Object pointing dataset rows
□ □ □ □ □ □ □
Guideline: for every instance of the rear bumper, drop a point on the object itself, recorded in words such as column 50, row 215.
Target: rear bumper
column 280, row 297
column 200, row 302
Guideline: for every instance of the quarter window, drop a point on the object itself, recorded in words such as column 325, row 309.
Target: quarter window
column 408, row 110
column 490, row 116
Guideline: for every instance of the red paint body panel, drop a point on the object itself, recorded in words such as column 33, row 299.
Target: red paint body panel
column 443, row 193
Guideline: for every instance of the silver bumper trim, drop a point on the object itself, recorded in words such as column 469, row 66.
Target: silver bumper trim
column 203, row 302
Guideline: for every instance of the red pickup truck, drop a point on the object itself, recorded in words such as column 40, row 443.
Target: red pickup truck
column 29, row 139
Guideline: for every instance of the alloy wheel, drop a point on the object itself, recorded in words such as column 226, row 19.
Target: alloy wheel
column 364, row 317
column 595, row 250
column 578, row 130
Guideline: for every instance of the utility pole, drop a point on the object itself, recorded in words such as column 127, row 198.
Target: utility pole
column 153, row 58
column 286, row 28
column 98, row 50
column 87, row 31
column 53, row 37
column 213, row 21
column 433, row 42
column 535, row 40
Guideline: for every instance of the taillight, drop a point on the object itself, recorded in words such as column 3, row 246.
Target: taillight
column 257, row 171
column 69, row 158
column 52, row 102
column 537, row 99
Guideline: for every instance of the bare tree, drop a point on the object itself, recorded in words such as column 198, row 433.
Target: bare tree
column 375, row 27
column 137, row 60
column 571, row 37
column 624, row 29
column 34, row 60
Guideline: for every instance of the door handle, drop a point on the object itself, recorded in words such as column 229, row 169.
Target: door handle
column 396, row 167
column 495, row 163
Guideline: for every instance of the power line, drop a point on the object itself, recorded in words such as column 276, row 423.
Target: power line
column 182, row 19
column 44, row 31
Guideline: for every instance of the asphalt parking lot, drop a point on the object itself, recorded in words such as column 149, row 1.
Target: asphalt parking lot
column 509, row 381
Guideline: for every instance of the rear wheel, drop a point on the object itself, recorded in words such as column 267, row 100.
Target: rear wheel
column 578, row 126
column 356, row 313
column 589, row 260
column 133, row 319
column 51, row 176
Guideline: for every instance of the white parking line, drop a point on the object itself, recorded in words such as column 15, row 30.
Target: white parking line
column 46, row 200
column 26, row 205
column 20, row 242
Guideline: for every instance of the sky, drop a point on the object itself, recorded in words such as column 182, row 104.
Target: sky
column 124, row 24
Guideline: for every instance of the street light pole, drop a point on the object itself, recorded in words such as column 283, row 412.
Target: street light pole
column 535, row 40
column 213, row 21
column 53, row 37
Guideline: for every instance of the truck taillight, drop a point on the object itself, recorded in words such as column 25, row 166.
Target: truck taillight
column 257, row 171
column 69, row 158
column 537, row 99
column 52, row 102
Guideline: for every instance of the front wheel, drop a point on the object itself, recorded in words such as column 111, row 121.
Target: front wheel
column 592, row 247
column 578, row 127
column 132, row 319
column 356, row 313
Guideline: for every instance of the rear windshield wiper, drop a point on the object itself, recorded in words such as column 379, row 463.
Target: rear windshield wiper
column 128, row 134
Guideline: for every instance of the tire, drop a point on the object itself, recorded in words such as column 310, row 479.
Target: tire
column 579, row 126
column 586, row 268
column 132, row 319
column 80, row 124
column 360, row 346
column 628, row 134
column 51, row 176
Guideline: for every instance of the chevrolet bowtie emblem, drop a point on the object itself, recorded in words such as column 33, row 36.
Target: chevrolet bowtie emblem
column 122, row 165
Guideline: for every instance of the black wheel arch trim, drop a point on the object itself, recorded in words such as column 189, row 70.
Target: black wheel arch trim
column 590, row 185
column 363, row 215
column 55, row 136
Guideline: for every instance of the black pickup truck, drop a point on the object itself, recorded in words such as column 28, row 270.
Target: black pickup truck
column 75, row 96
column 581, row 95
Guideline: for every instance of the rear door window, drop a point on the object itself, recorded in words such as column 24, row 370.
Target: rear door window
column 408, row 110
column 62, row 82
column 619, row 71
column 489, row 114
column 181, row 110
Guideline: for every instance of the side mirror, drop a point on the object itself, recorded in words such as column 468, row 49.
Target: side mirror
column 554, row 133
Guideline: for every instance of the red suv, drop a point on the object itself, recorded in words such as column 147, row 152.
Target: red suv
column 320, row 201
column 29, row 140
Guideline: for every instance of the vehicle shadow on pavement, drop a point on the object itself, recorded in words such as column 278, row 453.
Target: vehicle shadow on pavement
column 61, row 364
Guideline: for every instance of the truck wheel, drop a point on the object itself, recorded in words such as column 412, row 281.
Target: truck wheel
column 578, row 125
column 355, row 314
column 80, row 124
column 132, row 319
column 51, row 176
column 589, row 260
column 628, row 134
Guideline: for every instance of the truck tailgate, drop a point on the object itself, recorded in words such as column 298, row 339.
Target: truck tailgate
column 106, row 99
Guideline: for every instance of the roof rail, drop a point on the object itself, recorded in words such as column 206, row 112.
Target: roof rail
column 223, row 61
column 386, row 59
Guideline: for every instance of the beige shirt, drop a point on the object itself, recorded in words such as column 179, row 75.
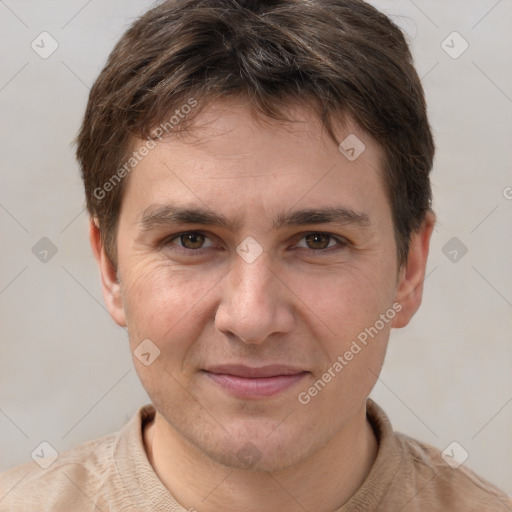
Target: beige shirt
column 113, row 474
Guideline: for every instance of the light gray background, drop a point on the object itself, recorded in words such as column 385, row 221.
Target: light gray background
column 65, row 370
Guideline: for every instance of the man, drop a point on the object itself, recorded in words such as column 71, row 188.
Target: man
column 257, row 176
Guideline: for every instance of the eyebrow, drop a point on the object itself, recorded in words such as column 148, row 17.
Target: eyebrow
column 156, row 216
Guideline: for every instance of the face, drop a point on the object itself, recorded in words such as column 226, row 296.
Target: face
column 253, row 255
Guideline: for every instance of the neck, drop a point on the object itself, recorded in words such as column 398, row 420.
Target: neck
column 324, row 481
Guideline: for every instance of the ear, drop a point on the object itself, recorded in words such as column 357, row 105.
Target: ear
column 412, row 274
column 109, row 281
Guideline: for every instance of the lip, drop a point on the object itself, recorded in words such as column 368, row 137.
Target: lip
column 250, row 382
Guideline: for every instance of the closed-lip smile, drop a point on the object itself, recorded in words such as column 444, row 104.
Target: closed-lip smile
column 255, row 382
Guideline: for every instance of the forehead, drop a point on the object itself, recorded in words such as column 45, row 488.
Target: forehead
column 229, row 152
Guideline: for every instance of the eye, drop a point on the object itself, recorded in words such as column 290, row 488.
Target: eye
column 192, row 241
column 319, row 242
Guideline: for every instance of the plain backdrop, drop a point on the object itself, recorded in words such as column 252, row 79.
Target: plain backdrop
column 66, row 374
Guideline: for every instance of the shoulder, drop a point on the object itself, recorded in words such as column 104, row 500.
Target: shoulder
column 445, row 481
column 85, row 478
column 76, row 473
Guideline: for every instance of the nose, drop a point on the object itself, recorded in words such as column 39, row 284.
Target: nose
column 255, row 302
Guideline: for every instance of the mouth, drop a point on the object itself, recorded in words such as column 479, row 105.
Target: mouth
column 251, row 382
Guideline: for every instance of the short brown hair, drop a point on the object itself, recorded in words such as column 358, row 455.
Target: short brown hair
column 339, row 56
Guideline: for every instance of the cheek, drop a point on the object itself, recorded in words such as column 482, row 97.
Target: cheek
column 162, row 302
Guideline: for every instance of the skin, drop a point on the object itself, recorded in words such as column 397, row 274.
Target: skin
column 291, row 306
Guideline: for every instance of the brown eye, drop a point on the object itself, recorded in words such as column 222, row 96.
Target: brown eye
column 192, row 240
column 318, row 240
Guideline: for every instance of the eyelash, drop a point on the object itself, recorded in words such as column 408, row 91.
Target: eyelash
column 341, row 243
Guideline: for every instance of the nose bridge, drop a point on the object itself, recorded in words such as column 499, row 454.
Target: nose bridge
column 253, row 304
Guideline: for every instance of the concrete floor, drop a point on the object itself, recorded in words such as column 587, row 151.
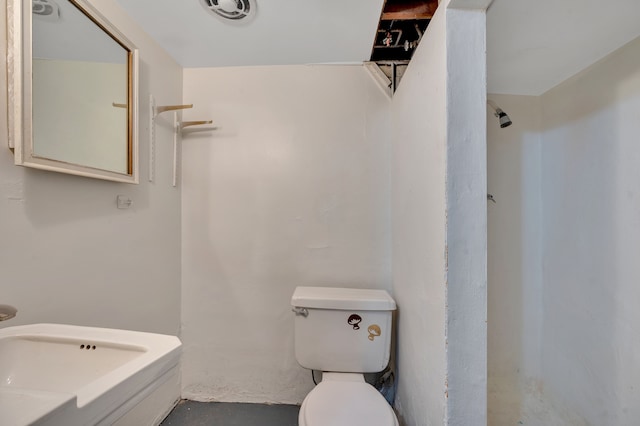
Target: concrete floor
column 191, row 413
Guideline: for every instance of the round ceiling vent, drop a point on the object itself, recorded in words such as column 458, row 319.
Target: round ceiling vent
column 234, row 10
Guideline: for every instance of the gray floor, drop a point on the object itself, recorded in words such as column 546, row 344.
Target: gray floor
column 191, row 413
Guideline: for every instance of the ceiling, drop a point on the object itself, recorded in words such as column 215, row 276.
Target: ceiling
column 531, row 45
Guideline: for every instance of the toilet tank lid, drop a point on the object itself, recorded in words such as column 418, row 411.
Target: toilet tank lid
column 356, row 299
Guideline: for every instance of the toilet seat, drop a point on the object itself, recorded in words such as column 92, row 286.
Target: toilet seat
column 345, row 399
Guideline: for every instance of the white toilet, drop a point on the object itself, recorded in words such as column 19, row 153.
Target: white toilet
column 343, row 333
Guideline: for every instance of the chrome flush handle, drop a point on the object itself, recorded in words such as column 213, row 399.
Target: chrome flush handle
column 7, row 312
column 300, row 311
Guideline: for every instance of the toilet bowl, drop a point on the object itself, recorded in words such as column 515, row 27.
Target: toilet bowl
column 345, row 399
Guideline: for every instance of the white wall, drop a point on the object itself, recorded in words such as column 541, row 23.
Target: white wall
column 292, row 189
column 514, row 257
column 67, row 254
column 591, row 240
column 439, row 224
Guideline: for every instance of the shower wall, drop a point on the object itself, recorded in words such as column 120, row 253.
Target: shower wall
column 514, row 257
column 591, row 241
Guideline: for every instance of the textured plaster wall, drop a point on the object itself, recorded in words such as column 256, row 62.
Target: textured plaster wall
column 591, row 240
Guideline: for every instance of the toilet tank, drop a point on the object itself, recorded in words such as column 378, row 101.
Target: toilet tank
column 342, row 329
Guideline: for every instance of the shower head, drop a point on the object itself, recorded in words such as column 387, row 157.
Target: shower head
column 504, row 119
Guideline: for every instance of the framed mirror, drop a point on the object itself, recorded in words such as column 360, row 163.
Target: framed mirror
column 72, row 88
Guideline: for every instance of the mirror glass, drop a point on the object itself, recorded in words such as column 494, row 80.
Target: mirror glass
column 78, row 111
□ □ □ □ □ □ □
* _Task description_:
Copy out, word for word, the lines of the records starting at the one containing "Guideline: for every instance of the side" and ending at the one containing "column 106, row 99", both included.

* _Final answer_:
Guideline: for every instance of the side mirror, drop a point on the object itself, recorded in words such as column 468, row 49.
Target: side mirror
column 554, row 133
Guideline: for every instance of the red suv, drop a point on the object itself, recorded in words such as column 147, row 152.
Target: red suv
column 320, row 201
column 29, row 140
Guideline: for every instance of the vehicle shadow on pavement, drop a point on the object itself, recorded in words such as column 278, row 453.
Target: vehicle shadow on pavement
column 61, row 364
Guideline: for every instance of the truck wheel, drop a point on the object itself, recorded in words such as column 412, row 281.
Target: truck wheel
column 578, row 125
column 355, row 314
column 80, row 124
column 132, row 319
column 51, row 176
column 589, row 260
column 628, row 134
Guideline: for every instance of the truck tailgate, drop a point on the object itself, recorded in words such as column 298, row 339.
Target: truck tailgate
column 106, row 99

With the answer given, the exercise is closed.